Problem description -> Please convert every line of the material below into a numbered list, leaving out any blank lines.

Data shown ->
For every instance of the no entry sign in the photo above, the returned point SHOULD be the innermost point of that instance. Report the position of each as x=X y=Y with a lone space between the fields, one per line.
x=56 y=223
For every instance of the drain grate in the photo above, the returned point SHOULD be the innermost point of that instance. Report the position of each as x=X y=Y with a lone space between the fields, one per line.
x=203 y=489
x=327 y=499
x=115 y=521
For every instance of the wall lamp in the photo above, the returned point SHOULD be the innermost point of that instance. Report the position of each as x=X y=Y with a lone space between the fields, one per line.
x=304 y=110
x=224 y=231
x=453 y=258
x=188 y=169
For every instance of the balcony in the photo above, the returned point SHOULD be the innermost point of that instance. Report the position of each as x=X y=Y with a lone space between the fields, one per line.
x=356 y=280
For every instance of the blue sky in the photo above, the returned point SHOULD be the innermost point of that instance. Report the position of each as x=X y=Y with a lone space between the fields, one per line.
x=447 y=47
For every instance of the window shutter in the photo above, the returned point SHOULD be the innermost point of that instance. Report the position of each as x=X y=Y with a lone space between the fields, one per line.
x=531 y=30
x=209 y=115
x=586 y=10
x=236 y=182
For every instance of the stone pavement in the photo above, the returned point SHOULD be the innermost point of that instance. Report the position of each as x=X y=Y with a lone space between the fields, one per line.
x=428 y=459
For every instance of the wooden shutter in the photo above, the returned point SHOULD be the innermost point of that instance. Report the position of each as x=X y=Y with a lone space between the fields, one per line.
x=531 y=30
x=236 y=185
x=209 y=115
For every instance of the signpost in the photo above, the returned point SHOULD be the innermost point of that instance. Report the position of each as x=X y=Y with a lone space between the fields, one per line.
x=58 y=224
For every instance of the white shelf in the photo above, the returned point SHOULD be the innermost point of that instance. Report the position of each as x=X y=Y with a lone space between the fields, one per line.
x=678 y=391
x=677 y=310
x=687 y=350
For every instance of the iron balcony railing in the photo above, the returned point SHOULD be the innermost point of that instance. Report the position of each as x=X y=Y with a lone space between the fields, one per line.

Correct answer ->
1. For every instance of the no entry sign in the photo above, the returned point SHOULD be the innermost point of that instance. Report the position of each as x=X y=Y with a lone space between the fields, one per line.
2. x=56 y=223
3. For every instance of the drain grate in the photo above, the returned point SHOULD be the innermost point of that instance. Report the position of each as x=X y=Y with a lone space between the fields, one per line.
4. x=203 y=489
5. x=327 y=499
6. x=115 y=521
7. For every instance of the wall lamp in the photo above, the returned point SHOULD be the innermost point of that instance. Report the position of each as x=X y=Y with a lone space between the fields, one per line.
8. x=304 y=110
9. x=224 y=231
10. x=453 y=258
11. x=188 y=169
12. For every instance of the balcony in the photo above, the returned point SHOULD be the innermost point of that instance. Report the position of each as x=X y=Y with a lone space between the fields, one per line.
13. x=356 y=280
14. For every instance of the blue sky in the photo above, the returned point SHOULD be the innermost point of that instance. Report the position of each as x=X y=Y with a lone space between the fields, one per line.
15. x=447 y=47
16. For every instance of the window shutter in the photo above, the returned point SHOULD be the innermost point of that instance. Report the position of each as x=X y=Y with a lone space between the fields, one per line.
17. x=531 y=30
18. x=209 y=115
19. x=586 y=10
20. x=236 y=182
21. For every instance of the stone pavement in the photo above, the returned point SHOULD be the innermost point of that instance. Report the position of each as x=X y=Y with a lone space between the fields, one per line.
22. x=428 y=459
23. For every instance of the wooden shutter in the photo above, the returned point SHOULD be the innermost point of that instance. Report the position of each as x=X y=Y with a lone space between the fields, one per line.
24. x=531 y=30
25. x=236 y=185
26. x=209 y=115
27. For every instance of the signpost in the photo above, the returned point SHOULD be the innermost point of that instance. Report the position of each as x=X y=Y with a lone space between the fields, one per line.
28. x=58 y=224
29. For every instance of the white shelf in the photo above, the returned point SHOULD be the innermost point of that instance. Report the position of each as x=X y=Y with a lone space between the fields, one per line.
30. x=678 y=391
31. x=677 y=310
32. x=687 y=350
33. For every instance of the iron balcony railing in the photo above, the returned point SHOULD be the innermost point of that instance. Report the position of each as x=X y=Y with a lone space between the fields, one per line.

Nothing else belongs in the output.